## The problem
Turn the stretch of the items that opens with the line containing "Target: sportsfile logo" and runs through the end of the items into a JSON list of strings, one string per line, skipping blank lines. Keep the pictures out of the list.

## Dataset rows
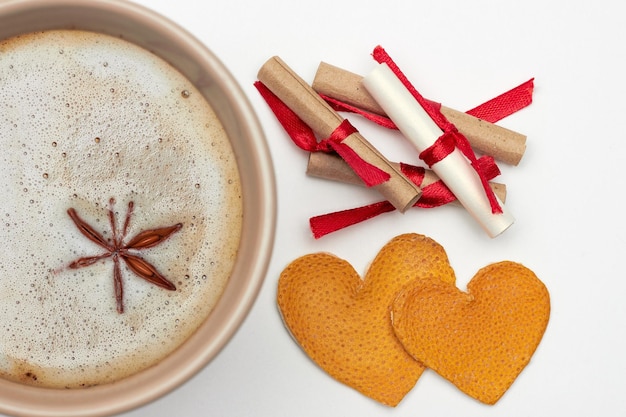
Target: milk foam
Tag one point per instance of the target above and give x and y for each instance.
(84, 118)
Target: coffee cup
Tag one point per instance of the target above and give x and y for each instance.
(138, 206)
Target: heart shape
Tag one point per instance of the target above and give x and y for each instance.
(479, 340)
(342, 322)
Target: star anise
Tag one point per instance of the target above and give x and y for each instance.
(115, 248)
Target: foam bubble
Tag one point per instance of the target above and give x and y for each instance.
(83, 118)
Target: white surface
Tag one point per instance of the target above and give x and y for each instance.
(570, 229)
(418, 128)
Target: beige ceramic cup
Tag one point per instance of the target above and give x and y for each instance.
(200, 66)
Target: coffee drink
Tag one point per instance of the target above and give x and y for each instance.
(101, 140)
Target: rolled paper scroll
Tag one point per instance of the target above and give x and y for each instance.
(331, 167)
(503, 144)
(294, 92)
(454, 169)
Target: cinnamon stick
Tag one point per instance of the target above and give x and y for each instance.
(503, 144)
(300, 97)
(331, 167)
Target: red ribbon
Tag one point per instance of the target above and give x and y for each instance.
(441, 148)
(304, 137)
(433, 195)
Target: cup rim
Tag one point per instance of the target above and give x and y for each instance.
(137, 23)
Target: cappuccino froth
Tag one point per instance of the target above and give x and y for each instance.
(84, 118)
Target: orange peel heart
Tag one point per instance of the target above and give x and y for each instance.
(479, 340)
(343, 322)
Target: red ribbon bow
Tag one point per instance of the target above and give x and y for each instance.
(451, 137)
(304, 137)
(433, 195)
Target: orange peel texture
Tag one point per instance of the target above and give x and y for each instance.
(343, 323)
(479, 340)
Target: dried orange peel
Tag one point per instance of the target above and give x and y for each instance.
(342, 321)
(479, 340)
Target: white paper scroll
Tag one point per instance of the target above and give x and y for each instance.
(455, 169)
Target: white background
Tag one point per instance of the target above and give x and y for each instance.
(565, 194)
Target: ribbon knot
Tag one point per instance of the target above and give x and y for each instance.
(304, 137)
(461, 142)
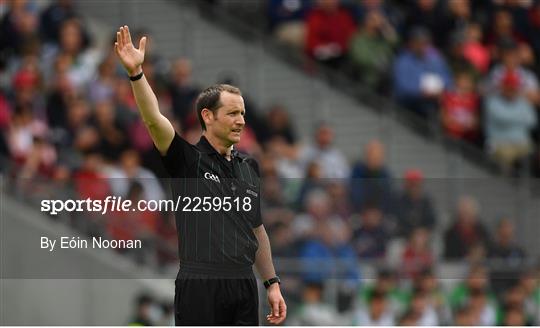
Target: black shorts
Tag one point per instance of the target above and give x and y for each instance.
(210, 301)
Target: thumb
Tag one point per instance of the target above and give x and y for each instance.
(275, 309)
(142, 44)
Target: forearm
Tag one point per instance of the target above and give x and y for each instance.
(263, 258)
(159, 127)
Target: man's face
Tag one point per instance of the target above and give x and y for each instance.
(228, 121)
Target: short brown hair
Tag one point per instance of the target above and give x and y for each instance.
(209, 99)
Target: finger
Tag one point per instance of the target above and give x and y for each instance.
(128, 35)
(142, 45)
(282, 308)
(119, 40)
(122, 38)
(275, 309)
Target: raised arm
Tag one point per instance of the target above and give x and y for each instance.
(160, 128)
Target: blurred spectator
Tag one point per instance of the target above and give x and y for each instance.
(377, 313)
(182, 92)
(113, 141)
(371, 180)
(18, 28)
(5, 123)
(483, 311)
(312, 181)
(527, 83)
(282, 239)
(420, 74)
(314, 311)
(425, 313)
(474, 50)
(476, 280)
(414, 207)
(439, 17)
(506, 256)
(339, 197)
(329, 249)
(135, 224)
(535, 165)
(502, 28)
(464, 317)
(427, 282)
(54, 16)
(82, 61)
(386, 284)
(533, 20)
(371, 50)
(465, 232)
(90, 181)
(279, 127)
(455, 55)
(286, 21)
(328, 30)
(509, 118)
(530, 284)
(61, 94)
(102, 85)
(515, 317)
(142, 311)
(513, 306)
(333, 163)
(317, 208)
(371, 238)
(129, 171)
(417, 255)
(460, 111)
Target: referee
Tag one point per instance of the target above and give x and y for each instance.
(220, 233)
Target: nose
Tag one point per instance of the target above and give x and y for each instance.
(241, 121)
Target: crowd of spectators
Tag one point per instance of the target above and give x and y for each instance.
(69, 119)
(469, 67)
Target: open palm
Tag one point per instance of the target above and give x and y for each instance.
(130, 57)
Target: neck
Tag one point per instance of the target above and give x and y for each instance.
(221, 147)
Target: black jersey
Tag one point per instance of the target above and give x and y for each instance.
(219, 207)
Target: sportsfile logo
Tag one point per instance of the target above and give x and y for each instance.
(212, 177)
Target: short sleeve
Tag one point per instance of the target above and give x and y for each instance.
(178, 155)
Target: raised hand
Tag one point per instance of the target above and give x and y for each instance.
(278, 308)
(130, 57)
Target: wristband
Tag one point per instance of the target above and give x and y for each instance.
(136, 77)
(271, 281)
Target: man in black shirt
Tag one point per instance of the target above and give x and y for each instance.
(219, 225)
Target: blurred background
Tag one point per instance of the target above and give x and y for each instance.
(398, 143)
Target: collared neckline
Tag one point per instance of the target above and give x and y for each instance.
(205, 146)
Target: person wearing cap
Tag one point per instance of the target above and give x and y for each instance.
(510, 59)
(509, 119)
(420, 74)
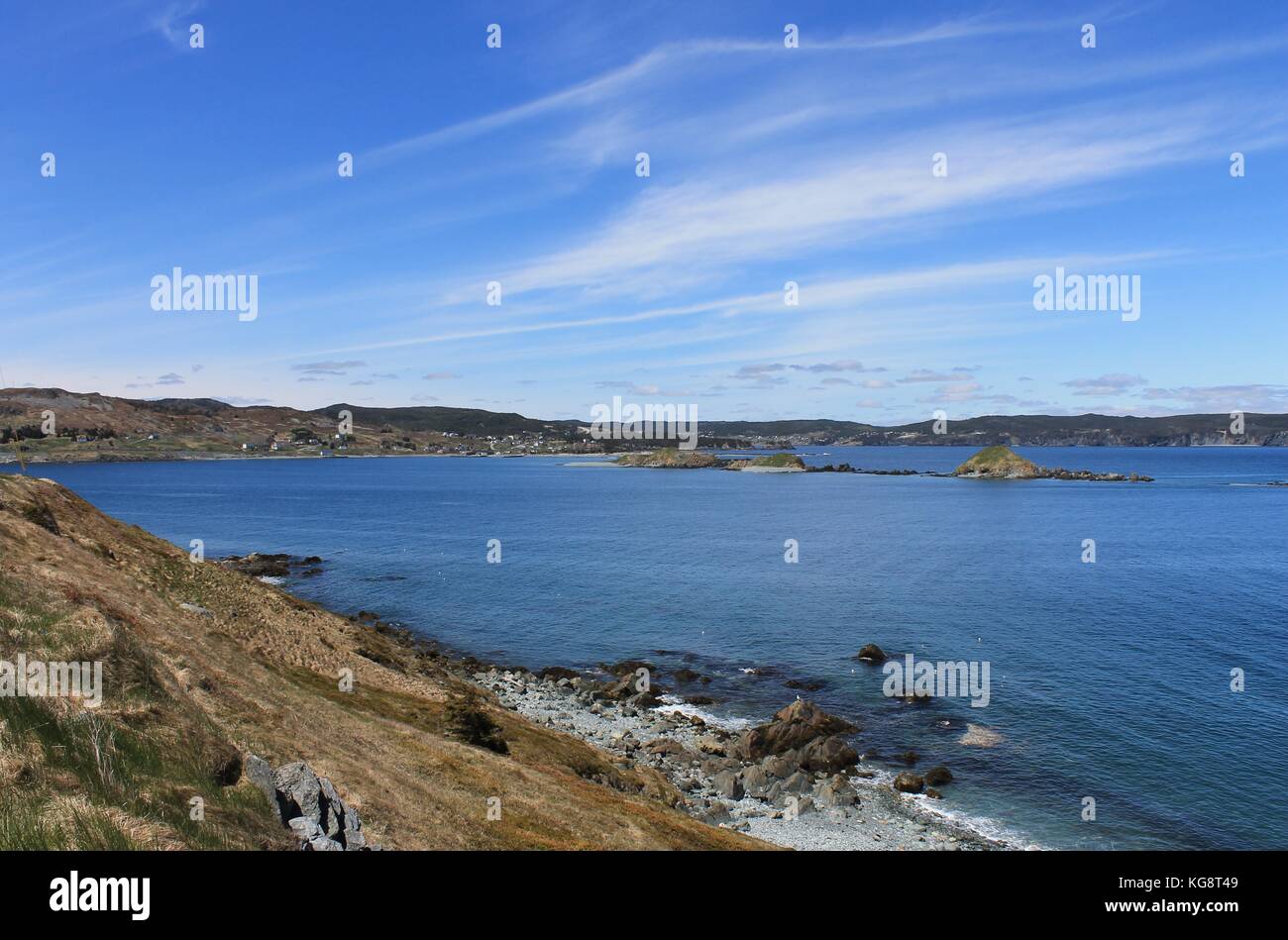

## The reply
[
  "Target: sportsfile logo",
  "Tag one point per instance of the target above and give x and y for each instance.",
  "(212, 177)",
  "Target: short sleeve",
  "Tag one point per instance of the target above and give x and y for each instance.",
  "(178, 155)",
  "Target: raised hand",
  "Tag one point per instance of the target above and give x and y for each instance.",
  "(278, 308)",
  "(130, 57)",
  "Target: wristband",
  "Tag one point per instance of the target above and give x and y for each instance.",
  "(136, 77)",
  "(271, 281)",
  "Target: man in black shirt",
  "Tag one point per instance of the target above and give x and y for each instance.",
  "(219, 225)",
  "Target: blurred background",
  "Tag one point per instance of the target above and give x and y for each instance.",
  "(398, 143)",
  "Target: collared neckline",
  "Tag one point per instance of the target above and give x and y for each instance.",
  "(205, 146)",
  "Target: person wearing cap",
  "Tag one point per instance of the target above and give x and y for each instance.",
  "(510, 59)",
  "(509, 119)",
  "(420, 74)"
]